Please copy each line below that contains the string "windshield".

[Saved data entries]
━━━━━━

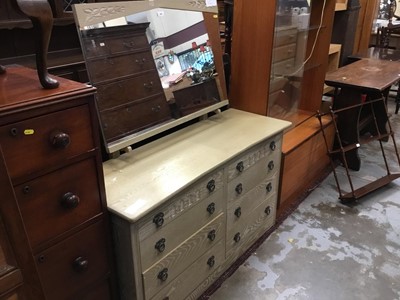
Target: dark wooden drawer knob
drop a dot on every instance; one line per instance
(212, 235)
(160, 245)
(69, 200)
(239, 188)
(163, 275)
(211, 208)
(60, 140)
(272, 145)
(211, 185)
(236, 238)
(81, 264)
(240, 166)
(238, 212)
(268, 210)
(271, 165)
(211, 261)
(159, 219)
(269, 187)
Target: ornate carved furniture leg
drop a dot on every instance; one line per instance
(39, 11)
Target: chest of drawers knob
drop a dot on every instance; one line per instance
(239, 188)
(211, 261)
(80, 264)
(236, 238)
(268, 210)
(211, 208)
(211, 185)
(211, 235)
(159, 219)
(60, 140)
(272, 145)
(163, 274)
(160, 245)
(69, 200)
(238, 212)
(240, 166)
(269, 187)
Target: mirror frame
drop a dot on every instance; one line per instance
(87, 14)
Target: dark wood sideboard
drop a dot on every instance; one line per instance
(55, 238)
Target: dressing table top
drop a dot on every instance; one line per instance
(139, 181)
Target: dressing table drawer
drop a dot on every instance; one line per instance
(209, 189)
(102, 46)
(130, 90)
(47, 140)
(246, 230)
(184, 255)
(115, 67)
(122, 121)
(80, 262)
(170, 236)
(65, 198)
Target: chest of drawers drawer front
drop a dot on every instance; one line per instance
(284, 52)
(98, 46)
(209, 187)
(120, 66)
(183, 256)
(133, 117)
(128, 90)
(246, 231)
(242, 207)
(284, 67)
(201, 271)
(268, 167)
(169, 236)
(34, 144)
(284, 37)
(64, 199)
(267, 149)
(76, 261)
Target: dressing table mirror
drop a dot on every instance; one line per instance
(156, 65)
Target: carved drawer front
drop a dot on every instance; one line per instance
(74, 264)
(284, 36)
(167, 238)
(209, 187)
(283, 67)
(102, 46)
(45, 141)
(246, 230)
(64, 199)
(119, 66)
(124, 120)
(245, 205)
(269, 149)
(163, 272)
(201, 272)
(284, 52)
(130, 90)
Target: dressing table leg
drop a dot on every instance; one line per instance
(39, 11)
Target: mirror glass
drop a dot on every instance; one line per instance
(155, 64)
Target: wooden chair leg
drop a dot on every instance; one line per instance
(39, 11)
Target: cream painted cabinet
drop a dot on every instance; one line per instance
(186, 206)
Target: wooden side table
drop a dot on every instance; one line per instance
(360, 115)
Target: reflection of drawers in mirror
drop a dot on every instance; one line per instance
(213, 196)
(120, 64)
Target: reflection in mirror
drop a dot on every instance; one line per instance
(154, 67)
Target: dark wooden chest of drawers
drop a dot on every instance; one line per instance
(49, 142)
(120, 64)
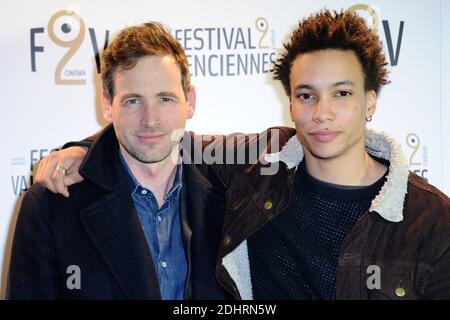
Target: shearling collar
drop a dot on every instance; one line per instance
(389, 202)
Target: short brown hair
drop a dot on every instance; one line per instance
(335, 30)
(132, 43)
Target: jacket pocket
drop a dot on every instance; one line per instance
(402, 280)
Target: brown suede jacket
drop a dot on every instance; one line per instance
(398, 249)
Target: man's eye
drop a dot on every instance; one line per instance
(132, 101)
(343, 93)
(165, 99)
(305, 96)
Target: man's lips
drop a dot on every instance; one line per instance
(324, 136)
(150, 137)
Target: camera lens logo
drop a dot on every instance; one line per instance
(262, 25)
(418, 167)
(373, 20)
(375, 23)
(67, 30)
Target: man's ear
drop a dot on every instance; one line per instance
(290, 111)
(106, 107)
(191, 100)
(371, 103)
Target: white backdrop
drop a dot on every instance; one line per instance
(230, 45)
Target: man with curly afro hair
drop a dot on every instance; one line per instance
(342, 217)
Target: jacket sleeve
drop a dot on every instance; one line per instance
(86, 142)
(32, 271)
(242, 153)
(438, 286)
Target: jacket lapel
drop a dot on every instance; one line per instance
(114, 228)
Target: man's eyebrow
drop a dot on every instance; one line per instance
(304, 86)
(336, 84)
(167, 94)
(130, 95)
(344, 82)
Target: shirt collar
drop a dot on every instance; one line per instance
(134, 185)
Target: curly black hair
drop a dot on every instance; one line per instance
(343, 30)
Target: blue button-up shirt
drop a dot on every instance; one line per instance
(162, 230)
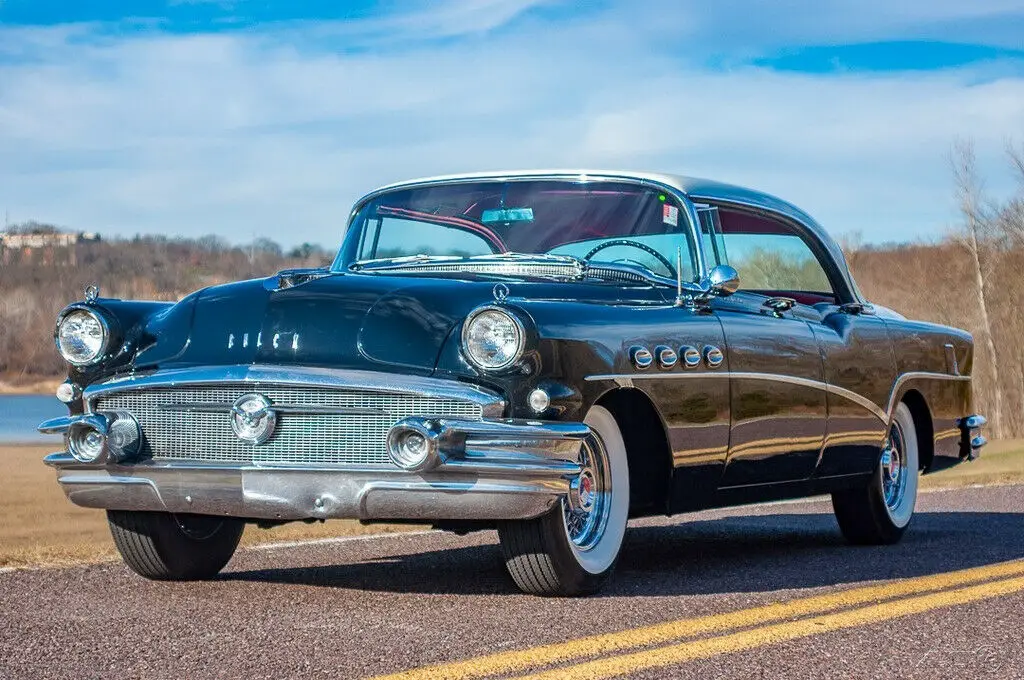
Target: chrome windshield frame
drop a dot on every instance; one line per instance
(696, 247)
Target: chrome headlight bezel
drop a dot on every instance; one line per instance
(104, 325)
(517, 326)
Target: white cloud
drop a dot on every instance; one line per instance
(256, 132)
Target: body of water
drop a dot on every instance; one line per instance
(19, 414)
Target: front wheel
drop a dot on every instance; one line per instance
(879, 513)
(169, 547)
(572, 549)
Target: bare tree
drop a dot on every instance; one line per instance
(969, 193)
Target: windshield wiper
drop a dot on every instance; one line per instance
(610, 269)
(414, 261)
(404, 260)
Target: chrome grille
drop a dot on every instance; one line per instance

━━━━━━

• Written response
Target: chrome windshield frame
Target: windshield wiper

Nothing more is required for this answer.